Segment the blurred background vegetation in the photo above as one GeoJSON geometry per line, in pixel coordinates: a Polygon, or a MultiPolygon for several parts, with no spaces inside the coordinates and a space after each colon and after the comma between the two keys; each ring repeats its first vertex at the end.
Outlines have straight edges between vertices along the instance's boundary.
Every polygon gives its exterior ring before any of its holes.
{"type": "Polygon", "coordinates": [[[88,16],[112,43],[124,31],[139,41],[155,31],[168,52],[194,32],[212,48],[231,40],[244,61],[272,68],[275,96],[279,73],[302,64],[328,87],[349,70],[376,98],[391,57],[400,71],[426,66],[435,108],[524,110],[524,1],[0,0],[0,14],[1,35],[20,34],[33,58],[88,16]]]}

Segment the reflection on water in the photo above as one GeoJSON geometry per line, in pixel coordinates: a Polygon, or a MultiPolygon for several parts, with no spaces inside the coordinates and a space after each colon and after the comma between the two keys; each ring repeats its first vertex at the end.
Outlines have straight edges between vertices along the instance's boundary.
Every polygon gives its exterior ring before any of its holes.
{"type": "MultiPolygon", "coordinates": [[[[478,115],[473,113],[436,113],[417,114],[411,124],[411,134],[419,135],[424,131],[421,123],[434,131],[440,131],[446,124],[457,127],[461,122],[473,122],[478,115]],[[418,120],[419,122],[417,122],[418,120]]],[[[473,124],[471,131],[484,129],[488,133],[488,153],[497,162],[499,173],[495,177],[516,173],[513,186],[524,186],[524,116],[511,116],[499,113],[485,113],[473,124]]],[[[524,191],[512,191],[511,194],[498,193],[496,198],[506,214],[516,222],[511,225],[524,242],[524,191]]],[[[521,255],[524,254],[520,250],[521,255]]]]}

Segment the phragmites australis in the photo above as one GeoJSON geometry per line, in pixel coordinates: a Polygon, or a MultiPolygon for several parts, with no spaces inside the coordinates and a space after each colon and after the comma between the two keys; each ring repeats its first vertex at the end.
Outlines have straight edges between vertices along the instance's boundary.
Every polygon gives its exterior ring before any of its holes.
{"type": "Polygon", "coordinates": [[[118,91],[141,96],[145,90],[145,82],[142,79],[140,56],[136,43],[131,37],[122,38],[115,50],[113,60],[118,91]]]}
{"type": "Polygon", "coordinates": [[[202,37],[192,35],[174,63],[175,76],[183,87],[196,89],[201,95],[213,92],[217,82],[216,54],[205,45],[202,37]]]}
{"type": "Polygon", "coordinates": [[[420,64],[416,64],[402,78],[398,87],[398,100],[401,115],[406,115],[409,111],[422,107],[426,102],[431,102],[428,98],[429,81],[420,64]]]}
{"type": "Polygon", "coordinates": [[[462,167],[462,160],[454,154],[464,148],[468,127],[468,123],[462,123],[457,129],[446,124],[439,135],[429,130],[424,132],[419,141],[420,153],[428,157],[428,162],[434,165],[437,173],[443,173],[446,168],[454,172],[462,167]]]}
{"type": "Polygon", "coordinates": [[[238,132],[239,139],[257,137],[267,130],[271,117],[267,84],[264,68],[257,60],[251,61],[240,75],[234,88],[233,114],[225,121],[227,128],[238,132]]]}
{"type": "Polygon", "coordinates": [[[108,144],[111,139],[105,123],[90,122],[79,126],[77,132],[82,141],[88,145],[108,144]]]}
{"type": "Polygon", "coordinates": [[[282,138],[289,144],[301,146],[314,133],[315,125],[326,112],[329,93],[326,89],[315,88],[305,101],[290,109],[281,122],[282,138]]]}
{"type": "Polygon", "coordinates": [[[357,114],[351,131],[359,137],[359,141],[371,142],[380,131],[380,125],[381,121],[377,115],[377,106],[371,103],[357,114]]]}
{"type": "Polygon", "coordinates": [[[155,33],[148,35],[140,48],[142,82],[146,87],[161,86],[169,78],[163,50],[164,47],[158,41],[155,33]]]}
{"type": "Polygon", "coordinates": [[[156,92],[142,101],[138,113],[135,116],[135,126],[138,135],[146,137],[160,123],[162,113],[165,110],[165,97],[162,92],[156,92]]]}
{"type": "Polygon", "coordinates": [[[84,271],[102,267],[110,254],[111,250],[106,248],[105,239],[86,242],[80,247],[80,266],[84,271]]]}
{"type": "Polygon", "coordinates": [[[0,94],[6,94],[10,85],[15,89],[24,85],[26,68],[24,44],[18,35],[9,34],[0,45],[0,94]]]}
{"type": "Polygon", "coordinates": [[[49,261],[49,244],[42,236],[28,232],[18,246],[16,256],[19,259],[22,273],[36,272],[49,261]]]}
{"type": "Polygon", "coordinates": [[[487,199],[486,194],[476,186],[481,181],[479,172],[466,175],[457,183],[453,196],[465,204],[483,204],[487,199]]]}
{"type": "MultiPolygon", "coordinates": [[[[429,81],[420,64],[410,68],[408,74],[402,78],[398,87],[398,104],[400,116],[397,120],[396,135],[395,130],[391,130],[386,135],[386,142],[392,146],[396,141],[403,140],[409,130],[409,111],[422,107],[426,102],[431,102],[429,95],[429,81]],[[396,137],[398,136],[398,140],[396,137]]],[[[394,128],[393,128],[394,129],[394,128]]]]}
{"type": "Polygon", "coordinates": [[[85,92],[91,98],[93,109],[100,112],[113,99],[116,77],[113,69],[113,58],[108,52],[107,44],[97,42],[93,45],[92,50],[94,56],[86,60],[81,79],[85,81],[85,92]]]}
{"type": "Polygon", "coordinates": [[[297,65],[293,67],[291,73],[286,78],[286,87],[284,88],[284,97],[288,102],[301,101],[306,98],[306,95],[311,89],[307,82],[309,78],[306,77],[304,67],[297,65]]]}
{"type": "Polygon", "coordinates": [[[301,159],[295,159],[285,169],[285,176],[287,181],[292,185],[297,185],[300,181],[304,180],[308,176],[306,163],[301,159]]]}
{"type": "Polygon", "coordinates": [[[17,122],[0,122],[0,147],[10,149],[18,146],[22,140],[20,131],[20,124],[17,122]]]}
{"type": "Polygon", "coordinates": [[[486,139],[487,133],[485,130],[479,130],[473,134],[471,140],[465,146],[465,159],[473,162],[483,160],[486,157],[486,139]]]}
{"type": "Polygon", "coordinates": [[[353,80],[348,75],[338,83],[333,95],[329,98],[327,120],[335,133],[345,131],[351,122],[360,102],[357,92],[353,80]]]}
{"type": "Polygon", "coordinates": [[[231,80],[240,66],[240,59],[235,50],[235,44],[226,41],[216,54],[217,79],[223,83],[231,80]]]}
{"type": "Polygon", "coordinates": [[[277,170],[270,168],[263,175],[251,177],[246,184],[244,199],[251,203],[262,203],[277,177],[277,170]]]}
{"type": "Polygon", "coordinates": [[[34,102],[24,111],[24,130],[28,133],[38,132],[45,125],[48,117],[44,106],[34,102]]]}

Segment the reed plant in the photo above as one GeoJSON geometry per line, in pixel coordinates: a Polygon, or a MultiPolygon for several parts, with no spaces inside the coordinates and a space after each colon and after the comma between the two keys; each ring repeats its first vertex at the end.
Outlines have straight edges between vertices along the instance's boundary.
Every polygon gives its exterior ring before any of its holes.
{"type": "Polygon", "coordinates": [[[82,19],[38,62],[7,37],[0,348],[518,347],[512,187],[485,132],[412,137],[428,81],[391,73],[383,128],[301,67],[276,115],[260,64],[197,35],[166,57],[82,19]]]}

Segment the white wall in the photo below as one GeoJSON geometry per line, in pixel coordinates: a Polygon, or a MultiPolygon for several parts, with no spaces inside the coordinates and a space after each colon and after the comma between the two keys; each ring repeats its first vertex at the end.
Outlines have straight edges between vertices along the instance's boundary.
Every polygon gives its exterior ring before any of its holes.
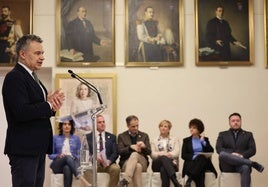
{"type": "MultiPolygon", "coordinates": [[[[1,85],[3,84],[3,76],[1,75],[0,76],[0,83],[1,85]]],[[[1,86],[2,87],[2,86],[1,86]]],[[[2,93],[2,92],[1,92],[2,93]]],[[[2,107],[3,105],[3,100],[2,100],[2,94],[1,95],[1,98],[0,98],[0,133],[1,133],[1,136],[0,136],[0,148],[1,148],[1,153],[4,152],[4,143],[5,143],[5,132],[6,132],[6,126],[7,126],[7,123],[6,121],[4,120],[5,118],[5,111],[4,111],[4,108],[2,107]]],[[[11,179],[11,174],[9,172],[9,165],[8,165],[8,158],[6,156],[4,156],[3,154],[0,155],[0,162],[1,162],[1,167],[2,167],[2,170],[3,170],[3,175],[1,176],[1,186],[11,186],[10,184],[10,179],[11,179]]]]}
{"type": "MultiPolygon", "coordinates": [[[[125,118],[135,114],[140,118],[140,129],[151,138],[158,136],[158,123],[169,119],[173,123],[172,133],[182,138],[189,136],[188,122],[200,118],[206,126],[205,134],[215,146],[219,131],[228,129],[228,115],[240,112],[243,128],[254,133],[257,154],[253,157],[268,166],[268,80],[265,69],[263,1],[254,0],[255,60],[250,67],[196,67],[194,1],[185,0],[184,66],[179,68],[126,68],[124,67],[124,24],[116,24],[116,67],[73,68],[79,73],[117,74],[117,132],[126,129],[125,118]]],[[[34,1],[34,33],[44,39],[46,62],[56,73],[67,73],[67,68],[56,67],[55,47],[55,1],[34,1]]],[[[116,0],[116,23],[124,23],[124,0],[116,0]]],[[[54,84],[54,82],[52,83],[54,84]]],[[[1,111],[2,112],[2,111],[1,111]]],[[[1,149],[5,130],[1,121],[1,149]]],[[[218,168],[217,154],[213,162],[218,168]]],[[[180,164],[182,165],[182,161],[180,164]]],[[[5,156],[0,156],[2,169],[0,185],[10,186],[10,171],[5,156]]],[[[49,168],[47,168],[49,170],[49,168]]],[[[49,176],[47,176],[49,177],[49,176]]],[[[252,173],[252,186],[265,187],[267,170],[252,173]]],[[[46,183],[46,187],[49,184],[46,183]]]]}

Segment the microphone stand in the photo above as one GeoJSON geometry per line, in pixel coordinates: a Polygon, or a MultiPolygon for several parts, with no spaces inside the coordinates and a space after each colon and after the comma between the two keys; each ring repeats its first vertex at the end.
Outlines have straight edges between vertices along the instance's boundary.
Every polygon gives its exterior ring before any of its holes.
{"type": "Polygon", "coordinates": [[[68,70],[68,72],[71,74],[71,76],[75,79],[77,79],[79,82],[86,85],[90,90],[94,91],[97,96],[100,103],[100,107],[96,108],[95,110],[90,110],[91,120],[92,120],[92,145],[93,145],[93,163],[92,163],[92,173],[93,173],[93,184],[92,187],[97,187],[97,144],[96,144],[96,132],[95,132],[95,117],[102,113],[105,109],[100,92],[98,89],[79,75],[75,74],[72,70],[68,70]]]}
----------
The task = Set down exactly the lines from the start of the records to the line with "Segment the reflection". Include that line, and add nothing more.

Answer to the exercise =
Segment the blurred background vegetation in the photo above as one GeoJSON geometry per line, in pixel coordinates: a Polygon, or a MultiPolygon for several parts, with no spaces inside the coordinates and a space after each colon and after the comma between the two keys; each ring repeats its first vertex at the end.
Outlines have straight edges between vertices along the instance's boundary.
Every polygon gives its exterior ring before any of its holes.
{"type": "Polygon", "coordinates": [[[88,16],[112,43],[124,31],[139,41],[155,31],[168,52],[194,32],[212,48],[231,40],[244,61],[272,68],[275,96],[279,73],[302,64],[328,87],[349,70],[376,98],[391,57],[400,71],[426,66],[435,108],[524,110],[524,1],[0,0],[0,14],[1,35],[20,34],[33,58],[88,16]]]}

Segment the reflection on water in the photo above as one GeoJSON geometry per line, in pixel coordinates: a Polygon, or a MultiPolygon for several parts, with no spaces inside the coordinates and a space after each colon and after the comma between the two keys; each ring repeats its first vertex at the end.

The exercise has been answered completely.